Problem requirements:
Extract every line in the listing below that contains the string "spire". Case counts, so match only that exact capitalization.

___ Records to process ___

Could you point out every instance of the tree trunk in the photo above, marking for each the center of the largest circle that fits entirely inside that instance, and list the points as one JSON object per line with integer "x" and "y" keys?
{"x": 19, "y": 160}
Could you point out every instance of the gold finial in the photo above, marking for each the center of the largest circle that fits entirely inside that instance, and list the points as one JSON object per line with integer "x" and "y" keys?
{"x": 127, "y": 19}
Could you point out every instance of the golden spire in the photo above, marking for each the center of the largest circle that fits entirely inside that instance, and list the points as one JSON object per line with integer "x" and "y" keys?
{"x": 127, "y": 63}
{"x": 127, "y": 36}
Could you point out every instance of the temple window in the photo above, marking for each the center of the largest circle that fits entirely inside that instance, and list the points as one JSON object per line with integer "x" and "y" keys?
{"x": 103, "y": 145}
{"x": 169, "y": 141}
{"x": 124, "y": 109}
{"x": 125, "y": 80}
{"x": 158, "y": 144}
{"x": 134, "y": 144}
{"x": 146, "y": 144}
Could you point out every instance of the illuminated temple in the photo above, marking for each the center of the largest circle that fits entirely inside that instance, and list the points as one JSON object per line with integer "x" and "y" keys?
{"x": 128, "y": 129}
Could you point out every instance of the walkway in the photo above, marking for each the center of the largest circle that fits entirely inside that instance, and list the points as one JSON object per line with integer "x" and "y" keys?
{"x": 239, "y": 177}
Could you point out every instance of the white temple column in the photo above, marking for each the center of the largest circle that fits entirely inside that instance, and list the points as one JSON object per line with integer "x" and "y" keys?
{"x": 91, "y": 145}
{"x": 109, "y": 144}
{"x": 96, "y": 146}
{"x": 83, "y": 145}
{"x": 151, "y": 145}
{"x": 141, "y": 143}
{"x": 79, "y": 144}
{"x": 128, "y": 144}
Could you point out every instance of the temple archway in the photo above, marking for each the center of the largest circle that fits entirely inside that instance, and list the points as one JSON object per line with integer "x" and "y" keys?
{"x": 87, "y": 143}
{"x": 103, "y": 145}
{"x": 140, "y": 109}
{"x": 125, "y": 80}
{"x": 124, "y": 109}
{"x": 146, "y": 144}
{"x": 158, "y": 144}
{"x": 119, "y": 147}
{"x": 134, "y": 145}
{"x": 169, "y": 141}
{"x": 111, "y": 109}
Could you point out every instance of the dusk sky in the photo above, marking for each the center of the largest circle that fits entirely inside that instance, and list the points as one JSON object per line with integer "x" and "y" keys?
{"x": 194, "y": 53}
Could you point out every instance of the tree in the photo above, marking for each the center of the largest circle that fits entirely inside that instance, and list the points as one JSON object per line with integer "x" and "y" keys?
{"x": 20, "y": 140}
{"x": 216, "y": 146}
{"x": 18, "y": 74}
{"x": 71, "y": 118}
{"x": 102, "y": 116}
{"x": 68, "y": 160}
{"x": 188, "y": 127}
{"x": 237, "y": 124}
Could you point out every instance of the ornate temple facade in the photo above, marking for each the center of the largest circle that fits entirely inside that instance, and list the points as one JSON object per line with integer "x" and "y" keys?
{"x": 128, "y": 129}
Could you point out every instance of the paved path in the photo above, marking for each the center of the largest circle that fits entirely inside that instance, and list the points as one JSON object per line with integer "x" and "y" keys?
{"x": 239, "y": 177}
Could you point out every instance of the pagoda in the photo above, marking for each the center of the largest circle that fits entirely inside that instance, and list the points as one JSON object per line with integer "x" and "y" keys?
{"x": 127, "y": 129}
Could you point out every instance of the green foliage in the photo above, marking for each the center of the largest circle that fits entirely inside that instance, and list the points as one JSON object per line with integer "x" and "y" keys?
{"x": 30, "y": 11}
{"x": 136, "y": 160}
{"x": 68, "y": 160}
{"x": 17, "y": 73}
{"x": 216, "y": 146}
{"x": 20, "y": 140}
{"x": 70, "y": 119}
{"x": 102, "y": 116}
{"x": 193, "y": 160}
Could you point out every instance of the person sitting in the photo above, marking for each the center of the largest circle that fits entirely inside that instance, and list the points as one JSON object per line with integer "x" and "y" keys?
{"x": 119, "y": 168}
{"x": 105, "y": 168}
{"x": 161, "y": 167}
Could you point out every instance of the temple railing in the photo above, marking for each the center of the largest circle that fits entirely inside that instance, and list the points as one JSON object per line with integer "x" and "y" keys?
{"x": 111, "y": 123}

___
___ Records to process ___

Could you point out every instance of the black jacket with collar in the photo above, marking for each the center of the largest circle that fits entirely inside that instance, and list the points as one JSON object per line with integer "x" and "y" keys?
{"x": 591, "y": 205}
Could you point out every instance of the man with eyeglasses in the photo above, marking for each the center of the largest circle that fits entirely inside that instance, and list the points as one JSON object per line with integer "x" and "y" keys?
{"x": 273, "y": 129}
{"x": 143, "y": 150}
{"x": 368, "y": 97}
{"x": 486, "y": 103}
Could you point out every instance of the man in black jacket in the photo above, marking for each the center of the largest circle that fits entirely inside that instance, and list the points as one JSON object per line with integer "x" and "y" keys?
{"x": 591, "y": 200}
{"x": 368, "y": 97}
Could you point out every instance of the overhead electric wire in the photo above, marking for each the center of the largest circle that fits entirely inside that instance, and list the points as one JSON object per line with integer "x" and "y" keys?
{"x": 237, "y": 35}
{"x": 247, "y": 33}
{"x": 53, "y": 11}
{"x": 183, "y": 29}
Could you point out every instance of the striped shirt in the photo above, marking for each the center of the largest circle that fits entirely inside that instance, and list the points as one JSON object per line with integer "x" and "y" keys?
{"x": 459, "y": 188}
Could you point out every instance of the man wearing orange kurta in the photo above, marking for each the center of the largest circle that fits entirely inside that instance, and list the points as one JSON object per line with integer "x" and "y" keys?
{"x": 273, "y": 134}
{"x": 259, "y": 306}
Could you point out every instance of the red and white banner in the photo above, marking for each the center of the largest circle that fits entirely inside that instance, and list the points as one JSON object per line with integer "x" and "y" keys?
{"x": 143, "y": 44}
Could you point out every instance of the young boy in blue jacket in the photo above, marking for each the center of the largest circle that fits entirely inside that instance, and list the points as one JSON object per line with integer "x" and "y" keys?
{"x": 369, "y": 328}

___

Solution to this problem:
Could you point out every instance of the golden spire in the photo above, marking for each the center of the largest circle that fits entirely inside that instance, and list the points as one JSON object per line with integer "x" and "y" keys?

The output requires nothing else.